*EXERCISE OBJECTIVE*: After finding the line with "Note: pick out every instance of the clear" in the entries below, retype exactly each line from there through the line with "Note: pick out every instance of the distant", including that final line.

*DATA SHOWN*:
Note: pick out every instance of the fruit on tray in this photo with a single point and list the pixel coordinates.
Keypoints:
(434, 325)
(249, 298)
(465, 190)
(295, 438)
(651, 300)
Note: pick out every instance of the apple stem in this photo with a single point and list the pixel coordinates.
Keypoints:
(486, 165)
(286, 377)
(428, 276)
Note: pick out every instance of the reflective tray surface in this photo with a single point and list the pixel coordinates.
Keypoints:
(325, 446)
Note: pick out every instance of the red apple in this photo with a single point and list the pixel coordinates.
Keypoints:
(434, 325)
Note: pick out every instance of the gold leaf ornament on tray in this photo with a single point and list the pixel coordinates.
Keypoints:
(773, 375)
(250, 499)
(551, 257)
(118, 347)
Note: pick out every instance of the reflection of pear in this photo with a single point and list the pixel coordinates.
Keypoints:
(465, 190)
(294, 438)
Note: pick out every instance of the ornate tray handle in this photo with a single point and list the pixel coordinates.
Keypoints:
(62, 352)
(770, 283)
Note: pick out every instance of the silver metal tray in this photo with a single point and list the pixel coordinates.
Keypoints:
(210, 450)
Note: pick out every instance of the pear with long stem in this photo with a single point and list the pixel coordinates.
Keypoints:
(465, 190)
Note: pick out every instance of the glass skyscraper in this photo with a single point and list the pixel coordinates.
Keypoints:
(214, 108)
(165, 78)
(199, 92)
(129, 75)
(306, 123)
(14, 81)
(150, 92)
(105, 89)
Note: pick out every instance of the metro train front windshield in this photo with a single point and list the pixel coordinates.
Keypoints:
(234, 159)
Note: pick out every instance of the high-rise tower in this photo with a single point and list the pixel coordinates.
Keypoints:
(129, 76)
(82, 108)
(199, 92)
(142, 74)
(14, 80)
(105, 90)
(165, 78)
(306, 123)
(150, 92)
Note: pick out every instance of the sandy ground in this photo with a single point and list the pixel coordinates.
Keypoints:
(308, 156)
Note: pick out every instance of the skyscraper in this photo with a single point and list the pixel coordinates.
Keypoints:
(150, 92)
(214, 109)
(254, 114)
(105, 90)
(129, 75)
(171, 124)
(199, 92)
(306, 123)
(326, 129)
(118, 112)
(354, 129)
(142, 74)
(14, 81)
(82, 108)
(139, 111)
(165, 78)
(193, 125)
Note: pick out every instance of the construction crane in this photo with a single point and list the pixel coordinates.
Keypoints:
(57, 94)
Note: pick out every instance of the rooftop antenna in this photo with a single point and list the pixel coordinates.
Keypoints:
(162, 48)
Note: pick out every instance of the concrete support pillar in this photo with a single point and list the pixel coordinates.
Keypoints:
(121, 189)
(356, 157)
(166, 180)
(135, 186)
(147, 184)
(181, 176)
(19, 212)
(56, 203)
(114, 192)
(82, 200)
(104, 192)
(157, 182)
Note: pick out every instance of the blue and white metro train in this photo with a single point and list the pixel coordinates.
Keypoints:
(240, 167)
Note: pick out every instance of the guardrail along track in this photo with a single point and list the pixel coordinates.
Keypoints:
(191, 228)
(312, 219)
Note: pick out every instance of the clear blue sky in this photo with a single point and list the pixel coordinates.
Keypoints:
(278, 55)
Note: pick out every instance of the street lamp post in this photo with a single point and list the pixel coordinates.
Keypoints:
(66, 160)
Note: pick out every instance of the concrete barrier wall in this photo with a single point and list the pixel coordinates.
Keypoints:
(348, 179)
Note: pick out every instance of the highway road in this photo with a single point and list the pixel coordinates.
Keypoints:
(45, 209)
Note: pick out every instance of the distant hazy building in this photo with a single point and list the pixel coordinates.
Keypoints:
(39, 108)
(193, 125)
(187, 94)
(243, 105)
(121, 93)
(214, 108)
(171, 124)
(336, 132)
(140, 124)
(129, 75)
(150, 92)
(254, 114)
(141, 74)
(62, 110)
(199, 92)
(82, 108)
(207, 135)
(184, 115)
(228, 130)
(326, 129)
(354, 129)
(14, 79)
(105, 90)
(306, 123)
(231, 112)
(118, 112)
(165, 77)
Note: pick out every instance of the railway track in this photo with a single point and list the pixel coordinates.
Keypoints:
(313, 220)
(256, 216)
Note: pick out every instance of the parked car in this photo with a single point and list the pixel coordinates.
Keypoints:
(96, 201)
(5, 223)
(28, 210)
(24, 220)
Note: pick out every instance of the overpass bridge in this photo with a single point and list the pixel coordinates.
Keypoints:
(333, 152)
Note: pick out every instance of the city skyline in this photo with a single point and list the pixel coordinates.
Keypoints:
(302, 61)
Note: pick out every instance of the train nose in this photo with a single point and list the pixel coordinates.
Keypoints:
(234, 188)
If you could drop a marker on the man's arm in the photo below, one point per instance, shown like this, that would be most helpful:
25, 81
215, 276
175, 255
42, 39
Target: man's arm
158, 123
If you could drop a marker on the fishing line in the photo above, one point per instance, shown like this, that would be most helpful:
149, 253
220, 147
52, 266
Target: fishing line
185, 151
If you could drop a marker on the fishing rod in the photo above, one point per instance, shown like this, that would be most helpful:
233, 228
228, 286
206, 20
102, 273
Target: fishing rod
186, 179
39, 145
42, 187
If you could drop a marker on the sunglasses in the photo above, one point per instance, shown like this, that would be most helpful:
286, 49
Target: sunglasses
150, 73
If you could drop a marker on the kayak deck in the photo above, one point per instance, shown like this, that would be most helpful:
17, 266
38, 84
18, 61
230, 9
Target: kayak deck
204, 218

*EXERCISE RESULT*:
Note: pick out every instance of the clear blue sky in this photo with a single point and list the pixel coordinates.
Keypoints:
(278, 55)
Note: pick out every instance of the street lamp post in this photo with a single point and list the pixel coordinates.
Keypoints:
(66, 160)
Note: pick out every instance of the concrete barrier wall in this photo with a single point and list the pixel coordinates.
Keypoints:
(348, 179)
Note: pick out every instance of the highway road in this photo with a single point and list the pixel coordinates.
Keypoints:
(45, 209)
Note: pick out every instance of the distant hazy building in this photo with a single point and list the pixel coordinates.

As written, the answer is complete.